> [GIVEN TEXT]
(begin)

UPDATE: Police Department Investigations | Coalition’s Formal Complaints Sent to State Attorney General

An 18-page report, documenting numerous incidents and subsequent citizen complaints have been sent to AG Rob Bonta for proposed further investigation

FILE PHOTO: Eric Fabbro | SouthPasadenan.com News | Black Lives Matter protesters on at the intersection of Fair Oaks Ave and Mission St after a November pro-Trump rally

A coalition of South Pasadena activist groups have formally submitted their complaints levied against the South Pasadena Police Department in the form of a comprehensive report to California State’s Attorney General.

The 18-page report consists of more than 30 documents and exhibits chronicling several incidents that took place over the course of the past year, peaking with the particularly turbulent summer/fall of 2020, in which local protesters, Black Lives Matter proponents, and allies were attacked and purportedly neglected by responding officers addressing virtually all incidents included in the report, which was submitted and coauthored by the alliance comprised of Care First South Pasadenaan activist organization that focuses on social reformation and accountability, Black Lives Matter South Pasadena, and the Anti-Racism Committee (ARC).

(end)

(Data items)
(begin)

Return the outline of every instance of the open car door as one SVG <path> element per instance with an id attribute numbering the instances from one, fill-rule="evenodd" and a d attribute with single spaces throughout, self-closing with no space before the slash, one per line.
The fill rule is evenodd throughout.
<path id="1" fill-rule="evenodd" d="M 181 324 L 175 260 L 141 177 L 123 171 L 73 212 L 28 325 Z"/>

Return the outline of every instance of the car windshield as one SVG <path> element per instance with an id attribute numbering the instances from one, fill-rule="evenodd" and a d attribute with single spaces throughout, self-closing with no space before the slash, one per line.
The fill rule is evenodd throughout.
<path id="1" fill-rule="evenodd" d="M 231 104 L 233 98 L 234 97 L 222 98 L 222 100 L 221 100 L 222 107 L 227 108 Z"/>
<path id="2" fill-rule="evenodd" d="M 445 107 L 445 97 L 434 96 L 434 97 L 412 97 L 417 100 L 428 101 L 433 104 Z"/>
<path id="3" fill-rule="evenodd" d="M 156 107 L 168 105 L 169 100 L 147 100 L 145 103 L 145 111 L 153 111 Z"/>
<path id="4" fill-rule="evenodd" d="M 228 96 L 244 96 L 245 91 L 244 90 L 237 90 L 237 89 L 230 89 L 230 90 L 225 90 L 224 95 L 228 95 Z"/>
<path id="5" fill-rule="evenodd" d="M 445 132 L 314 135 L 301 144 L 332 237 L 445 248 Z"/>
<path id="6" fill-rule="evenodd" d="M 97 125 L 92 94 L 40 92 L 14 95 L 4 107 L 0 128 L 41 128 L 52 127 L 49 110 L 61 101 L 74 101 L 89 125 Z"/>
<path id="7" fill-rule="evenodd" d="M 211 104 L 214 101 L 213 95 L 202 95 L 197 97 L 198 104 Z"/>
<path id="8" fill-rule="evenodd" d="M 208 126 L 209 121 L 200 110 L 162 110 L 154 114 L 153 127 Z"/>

(end)

> [SET TASKS]
[a] Answer these questions using the article on the coalition's complaints against the South Pasadena Police Department:
(i) How many pages long is the report?
(ii) To which official was the report sent?
(iii) At which intersection were the protesters in the file photo?
[b] From the article on the coalition's complaints, reproduce the stretch from "The 18-page report" through "Anti-Racism Committee (ARC).", word for word.
These data items are material separate from the article.

> [RESPONSES]
[a]
(i) 18 pages
(ii) California Attorney General Rob Bonta
(iii) Fair Oaks Ave and Mission St

[b]
The 18-page report consists of more than 30 documents and exhibits chronicling several incidents that took place over the course of the past year, peaking with the particularly turbulent summer/fall of 2020, in which local protesters, Black Lives Matter proponents, and allies were attacked and purportedly neglected by responding officers addressing virtually all incidents included in the report, which was submitted and coauthored by the alliance comprised of Care First South Pasadenaan activist organization that focuses on social reformation and accountability, Black Lives Matter South Pasadena, and the Anti-Racism Committee (ARC).